> _Directions for this task_
Find each line of the records below that contains the word "khaki", and copy every such line in full. A match must have the same letter case.

> _Dataset content_
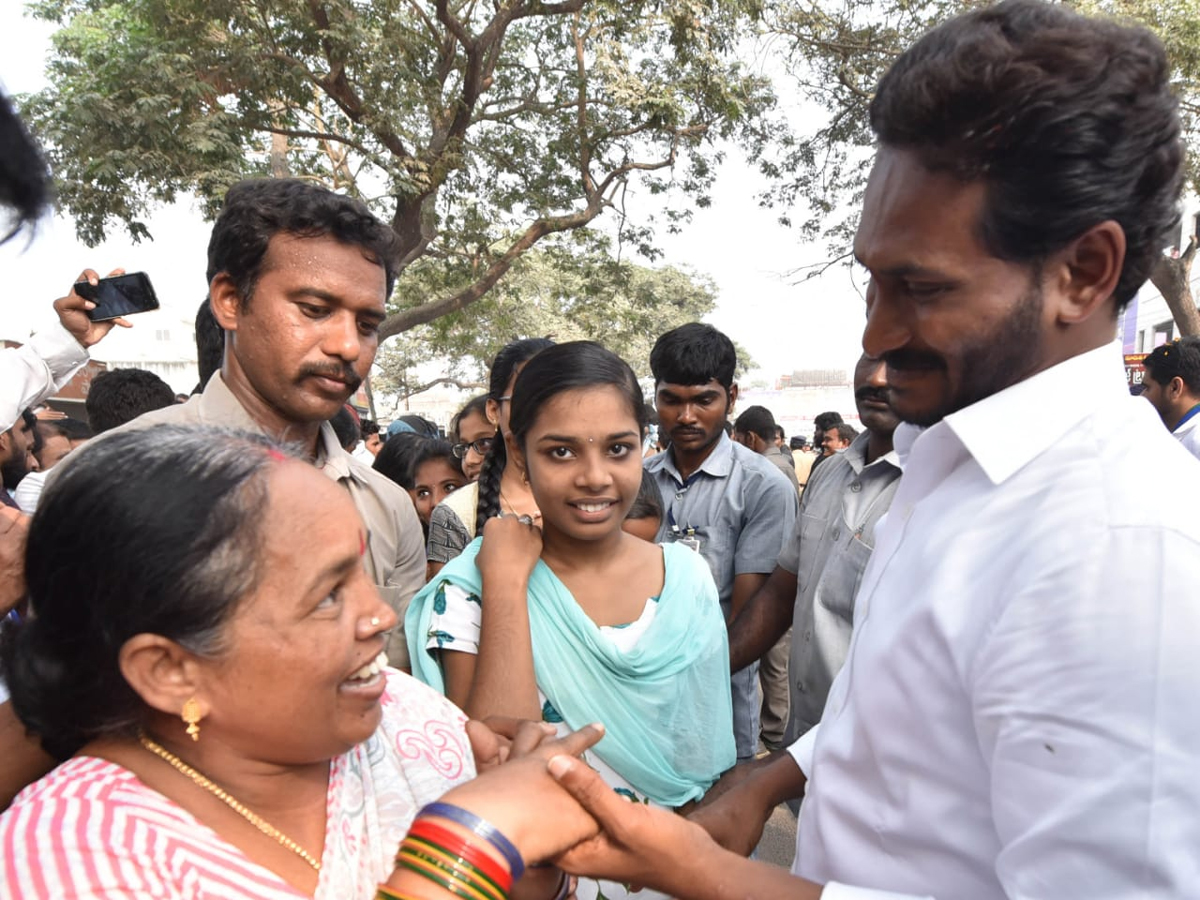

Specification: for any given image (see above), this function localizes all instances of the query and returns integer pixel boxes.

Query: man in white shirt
[1141,335,1200,458]
[681,0,1200,900]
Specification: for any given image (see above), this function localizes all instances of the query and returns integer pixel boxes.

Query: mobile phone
[74,272,158,322]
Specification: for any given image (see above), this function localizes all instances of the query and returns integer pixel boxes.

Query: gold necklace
[500,491,541,521]
[138,731,320,872]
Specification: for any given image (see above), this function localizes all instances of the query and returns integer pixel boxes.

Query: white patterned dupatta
[316,668,475,900]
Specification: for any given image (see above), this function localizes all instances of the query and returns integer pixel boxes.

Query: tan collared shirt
[83,372,425,671]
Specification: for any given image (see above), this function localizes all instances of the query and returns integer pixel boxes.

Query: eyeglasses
[450,438,496,460]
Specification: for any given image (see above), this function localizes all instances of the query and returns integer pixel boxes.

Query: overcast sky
[0,1,863,382]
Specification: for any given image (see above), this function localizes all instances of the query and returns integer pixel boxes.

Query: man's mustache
[300,362,362,394]
[854,388,888,403]
[882,350,946,372]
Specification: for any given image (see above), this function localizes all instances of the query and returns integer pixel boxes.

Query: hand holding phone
[74,272,158,322]
[54,269,132,347]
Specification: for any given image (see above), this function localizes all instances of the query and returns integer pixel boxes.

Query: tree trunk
[1150,235,1200,337]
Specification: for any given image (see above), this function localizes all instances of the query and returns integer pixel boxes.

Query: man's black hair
[625,469,662,522]
[192,294,224,394]
[812,412,842,431]
[733,407,775,444]
[0,94,50,244]
[1141,335,1200,396]
[870,0,1183,310]
[650,322,738,391]
[84,368,175,434]
[208,178,398,305]
[833,422,858,444]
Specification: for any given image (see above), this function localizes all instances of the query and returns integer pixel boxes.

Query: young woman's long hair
[475,337,554,536]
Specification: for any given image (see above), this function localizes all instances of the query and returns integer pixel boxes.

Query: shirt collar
[652,432,733,485]
[894,342,1129,485]
[199,372,365,481]
[842,431,900,475]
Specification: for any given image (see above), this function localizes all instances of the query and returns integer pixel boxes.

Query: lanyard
[1171,403,1200,434]
[667,469,704,535]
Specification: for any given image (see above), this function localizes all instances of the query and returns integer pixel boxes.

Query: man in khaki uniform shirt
[65,179,425,670]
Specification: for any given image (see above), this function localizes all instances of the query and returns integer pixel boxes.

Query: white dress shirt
[0,319,88,432]
[792,346,1200,900]
[1171,415,1200,460]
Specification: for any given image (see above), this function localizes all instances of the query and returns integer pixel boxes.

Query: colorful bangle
[416,803,524,881]
[401,818,512,892]
[396,839,508,900]
[550,872,571,900]
[396,857,504,900]
[376,884,419,900]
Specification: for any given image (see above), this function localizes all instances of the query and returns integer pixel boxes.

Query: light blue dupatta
[404,539,737,806]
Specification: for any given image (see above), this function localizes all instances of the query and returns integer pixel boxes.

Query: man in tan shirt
[0,179,425,809]
[46,179,425,670]
[138,179,425,668]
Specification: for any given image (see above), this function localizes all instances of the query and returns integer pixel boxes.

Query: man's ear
[1050,220,1126,325]
[118,634,210,718]
[209,272,242,331]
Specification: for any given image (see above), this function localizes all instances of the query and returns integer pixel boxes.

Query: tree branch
[379,202,604,340]
[397,378,487,400]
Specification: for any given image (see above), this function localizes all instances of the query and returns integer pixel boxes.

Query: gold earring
[179,697,204,740]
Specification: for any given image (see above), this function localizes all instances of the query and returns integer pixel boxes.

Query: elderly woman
[0,427,596,900]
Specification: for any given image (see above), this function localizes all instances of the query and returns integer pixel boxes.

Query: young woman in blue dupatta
[406,341,736,900]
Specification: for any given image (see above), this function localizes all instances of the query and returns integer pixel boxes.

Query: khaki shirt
[779,431,900,743]
[82,372,425,670]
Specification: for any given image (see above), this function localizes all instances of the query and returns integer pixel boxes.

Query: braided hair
[475,337,554,536]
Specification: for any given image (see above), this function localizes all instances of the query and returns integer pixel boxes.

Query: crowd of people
[0,0,1200,900]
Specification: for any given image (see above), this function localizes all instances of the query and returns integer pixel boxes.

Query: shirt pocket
[815,534,871,625]
[796,514,829,593]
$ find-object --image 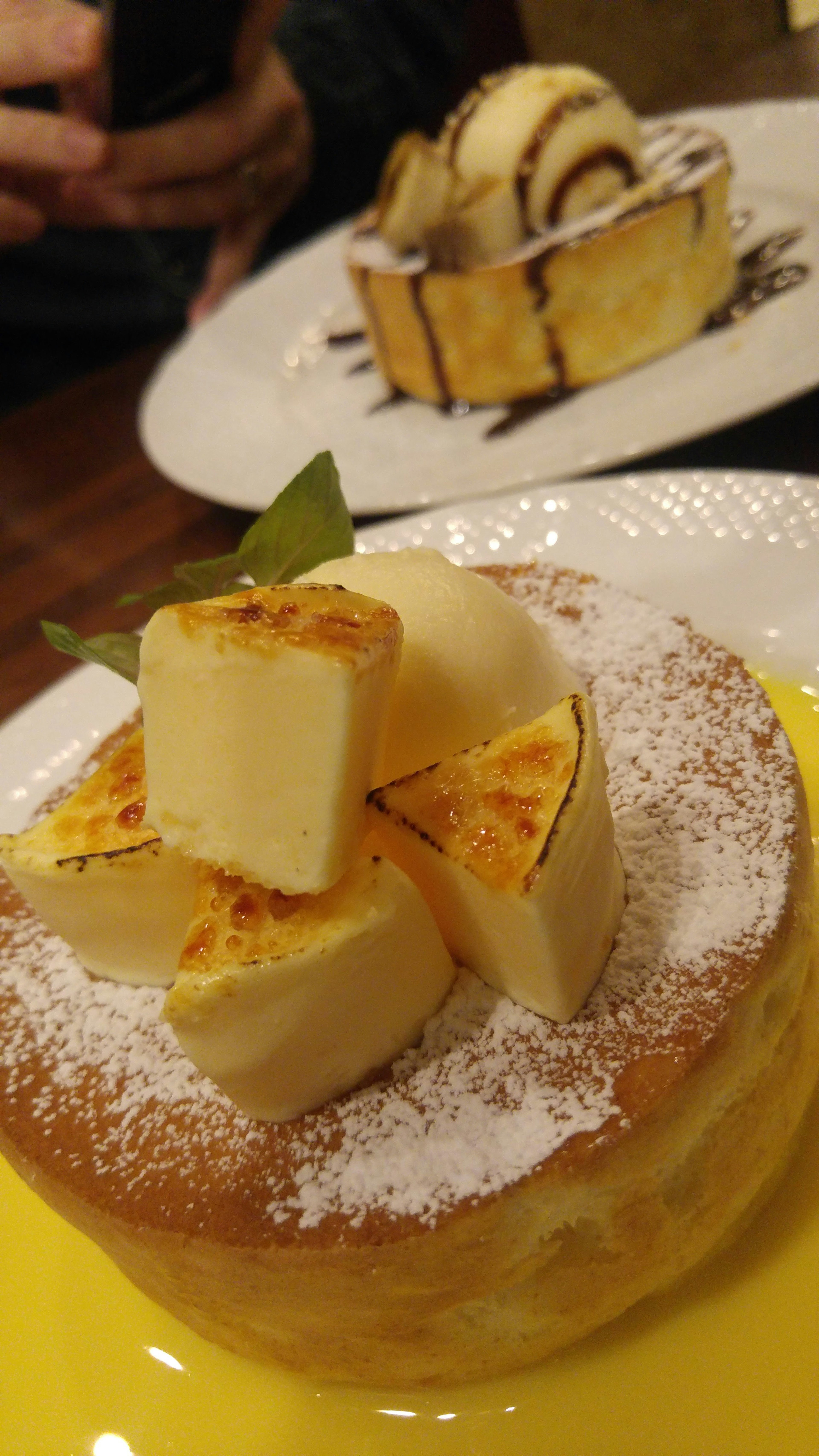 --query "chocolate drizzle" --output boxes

> _Task answer_
Query: man in khaki uniform shirt
Query: khaki shirt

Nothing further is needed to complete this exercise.